Selected passage -
******************************

The Delahaye Type 175 is a luxury, bespoke, coachbuilt automobile manufactured by French automotive product manufacturer Delahaye. Production build numbers were formally recorded from early 1948 to mid 1951, validating that 107 cars were built.
 
This run of 4.5-litre chassis was offered in a variety of styles, exclusively built by coachbuilders. Delahaye did not have its own coachbuilding capability.

A 1953 fire in the administration and drawing offices destroyed most of its files and technical drawings. Little is known about the Type 175 and its siblings, the sequentially longer wheelbased Types 178 and 180.

Club Delahaye has recorded 25 surviving cars, out of the 107 confirmed built. There were 51 Type 175 cars, most being the optional 175S variant. There were 38 Type 178 cars, at least one of which was factory-built with both 175S options that were not offered on that model. There were 18 Type 180 cars, two of which have the optional 175S engine, both being heavily-armoured Chapron bodied limousines.

Initial design

The Type 165, a 4.5-litre, V12 engined, grand-touring car, elevated Delahaye's prewar prestige to the pinnacle. But it was a flash-in-the-pan that could not economically be sustained. The Type 165 was replaced by the 4.5-litre Type 175, in early 1948. Managing Director Charles Weiffenbach had planned to debut the Type 175 at the October 1939 Paris Auto Salon to sustain the momentum generated by the discontinued Type 165, of which just 4 were built. The Paris Salon was where Delahaye wrote most of its purchase-orders, but the venue was cancelled without notice, due to an impending German invasion.

The shareholders had decided that a simpler, practical, 4.5-litre engine - one litre larger than the Type 135, but familiar to Delahaye's workers - accompanied by a new, state-of-the-art chassis was to supersede the impractical Type 165, and replace the Types 134, 135, 138 and 148L by 1940. That, however, did not occur as France was plunged into war in early June 1940.

******************************

Supplied material -
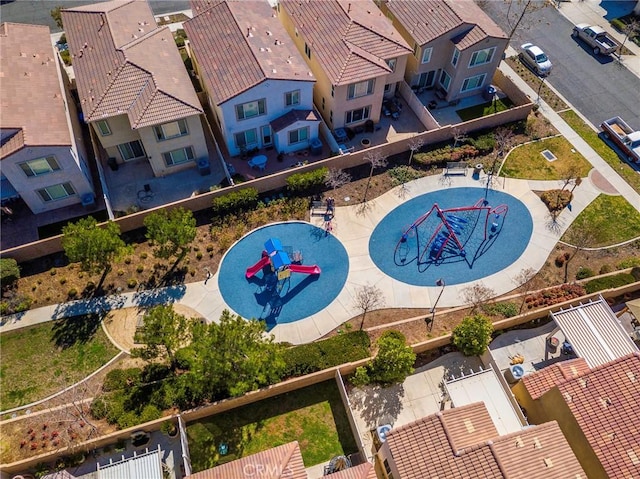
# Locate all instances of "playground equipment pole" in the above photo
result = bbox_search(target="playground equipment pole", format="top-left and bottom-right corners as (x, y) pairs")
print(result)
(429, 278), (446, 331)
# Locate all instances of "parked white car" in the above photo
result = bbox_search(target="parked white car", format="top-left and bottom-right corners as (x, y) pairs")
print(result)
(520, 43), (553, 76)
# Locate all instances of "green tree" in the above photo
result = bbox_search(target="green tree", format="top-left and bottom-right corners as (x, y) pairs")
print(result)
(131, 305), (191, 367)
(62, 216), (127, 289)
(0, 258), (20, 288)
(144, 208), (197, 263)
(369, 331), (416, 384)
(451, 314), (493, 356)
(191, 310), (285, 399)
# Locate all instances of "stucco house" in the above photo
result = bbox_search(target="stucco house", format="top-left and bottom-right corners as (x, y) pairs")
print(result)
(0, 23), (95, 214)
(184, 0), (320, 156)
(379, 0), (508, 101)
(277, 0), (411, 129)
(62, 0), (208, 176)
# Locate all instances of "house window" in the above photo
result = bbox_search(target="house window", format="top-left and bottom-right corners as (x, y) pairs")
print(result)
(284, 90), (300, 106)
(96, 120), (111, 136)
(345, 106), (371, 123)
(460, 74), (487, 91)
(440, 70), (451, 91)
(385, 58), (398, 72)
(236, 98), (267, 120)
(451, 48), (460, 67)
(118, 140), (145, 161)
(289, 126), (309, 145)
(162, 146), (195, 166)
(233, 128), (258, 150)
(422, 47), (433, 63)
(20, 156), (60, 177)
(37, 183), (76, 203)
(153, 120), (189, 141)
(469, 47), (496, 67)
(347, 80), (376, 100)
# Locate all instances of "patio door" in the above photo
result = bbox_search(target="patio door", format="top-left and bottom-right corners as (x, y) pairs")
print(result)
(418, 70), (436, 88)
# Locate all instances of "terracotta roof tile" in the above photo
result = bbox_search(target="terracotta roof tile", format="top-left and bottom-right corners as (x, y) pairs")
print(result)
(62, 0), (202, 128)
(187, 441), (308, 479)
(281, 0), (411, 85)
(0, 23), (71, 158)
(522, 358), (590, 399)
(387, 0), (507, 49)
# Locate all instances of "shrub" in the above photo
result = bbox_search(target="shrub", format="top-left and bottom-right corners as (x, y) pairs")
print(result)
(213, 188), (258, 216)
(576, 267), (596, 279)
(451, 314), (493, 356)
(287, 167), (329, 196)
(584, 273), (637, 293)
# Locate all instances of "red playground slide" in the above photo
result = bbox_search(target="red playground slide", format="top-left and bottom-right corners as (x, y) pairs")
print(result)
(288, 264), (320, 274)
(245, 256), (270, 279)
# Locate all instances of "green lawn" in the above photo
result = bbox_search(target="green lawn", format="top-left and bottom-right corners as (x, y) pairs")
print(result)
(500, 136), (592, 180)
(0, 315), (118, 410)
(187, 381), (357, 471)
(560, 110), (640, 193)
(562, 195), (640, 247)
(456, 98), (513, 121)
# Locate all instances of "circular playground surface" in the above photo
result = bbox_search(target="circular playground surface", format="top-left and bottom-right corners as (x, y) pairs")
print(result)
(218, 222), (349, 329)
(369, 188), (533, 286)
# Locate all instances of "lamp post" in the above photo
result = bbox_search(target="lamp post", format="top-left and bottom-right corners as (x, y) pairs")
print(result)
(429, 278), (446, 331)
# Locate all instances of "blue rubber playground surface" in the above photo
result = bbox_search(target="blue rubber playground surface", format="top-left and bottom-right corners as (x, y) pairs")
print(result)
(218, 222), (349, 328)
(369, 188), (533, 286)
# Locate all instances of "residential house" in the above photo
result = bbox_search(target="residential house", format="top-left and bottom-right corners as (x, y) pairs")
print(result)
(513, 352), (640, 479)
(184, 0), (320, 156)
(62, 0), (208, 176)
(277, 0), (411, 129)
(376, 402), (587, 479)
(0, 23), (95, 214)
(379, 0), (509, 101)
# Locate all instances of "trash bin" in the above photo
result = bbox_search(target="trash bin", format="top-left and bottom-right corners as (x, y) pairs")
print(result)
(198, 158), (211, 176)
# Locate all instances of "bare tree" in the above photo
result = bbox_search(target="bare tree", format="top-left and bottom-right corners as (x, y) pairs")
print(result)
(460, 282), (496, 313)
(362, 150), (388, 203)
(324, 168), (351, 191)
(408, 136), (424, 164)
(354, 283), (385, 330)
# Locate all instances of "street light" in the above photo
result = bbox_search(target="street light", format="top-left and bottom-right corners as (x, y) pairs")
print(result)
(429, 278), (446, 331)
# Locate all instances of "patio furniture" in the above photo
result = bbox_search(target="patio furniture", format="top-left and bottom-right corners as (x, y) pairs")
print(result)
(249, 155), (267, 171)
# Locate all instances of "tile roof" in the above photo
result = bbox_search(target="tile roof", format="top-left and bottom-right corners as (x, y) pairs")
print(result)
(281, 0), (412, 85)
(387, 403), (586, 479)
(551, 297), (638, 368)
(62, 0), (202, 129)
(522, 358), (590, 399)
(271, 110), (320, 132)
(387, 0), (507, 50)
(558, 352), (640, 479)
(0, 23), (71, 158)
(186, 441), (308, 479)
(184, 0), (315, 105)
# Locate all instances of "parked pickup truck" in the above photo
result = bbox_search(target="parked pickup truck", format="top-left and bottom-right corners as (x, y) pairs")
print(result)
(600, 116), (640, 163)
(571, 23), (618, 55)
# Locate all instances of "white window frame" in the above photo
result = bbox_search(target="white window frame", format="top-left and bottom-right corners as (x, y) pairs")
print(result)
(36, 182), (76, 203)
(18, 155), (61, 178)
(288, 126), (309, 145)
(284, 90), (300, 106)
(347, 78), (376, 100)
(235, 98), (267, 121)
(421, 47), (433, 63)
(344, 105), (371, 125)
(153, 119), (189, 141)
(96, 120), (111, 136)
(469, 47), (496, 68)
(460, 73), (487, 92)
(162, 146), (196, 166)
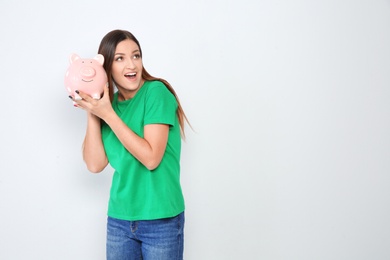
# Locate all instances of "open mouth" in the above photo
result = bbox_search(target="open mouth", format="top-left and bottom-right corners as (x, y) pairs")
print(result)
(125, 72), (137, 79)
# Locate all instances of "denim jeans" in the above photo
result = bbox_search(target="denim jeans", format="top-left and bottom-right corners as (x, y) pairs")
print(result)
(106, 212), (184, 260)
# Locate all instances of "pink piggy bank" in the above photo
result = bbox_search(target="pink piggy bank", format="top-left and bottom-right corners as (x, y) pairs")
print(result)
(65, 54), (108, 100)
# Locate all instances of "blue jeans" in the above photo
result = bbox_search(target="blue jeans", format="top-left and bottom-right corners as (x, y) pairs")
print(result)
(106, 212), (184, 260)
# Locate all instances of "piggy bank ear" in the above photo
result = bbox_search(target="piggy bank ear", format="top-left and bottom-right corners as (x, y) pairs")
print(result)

******************************

What you will do -
- 1) In the Delahaye Type 175 text, what destroyed most of the company's files and technical drawings?
- 2) Reproduce the Delahaye Type 175 text word for word from "Initial design" to "impending German invasion.".

Task-by-task solutions -
- 1) A 1953 fire in the administration and drawing offices.

- 2)
Initial design

The Type 165, a 4.5-litre, V12 engined, grand-touring car, elevated Delahaye's prewar prestige to the pinnacle. But it was a flash-in-the-pan that could not economically be sustained. The Type 165 was replaced by the 4.5-litre Type 175, in early 1948. Managing Director Charles Weiffenbach had planned to debut the Type 175 at the October 1939 Paris Auto Salon to sustain the momentum generated by the discontinued Type 165, of which just 4 were built. The Paris Salon was where Delahaye wrote most of its purchase-orders, but the venue was cancelled without notice, due to an impending German invasion.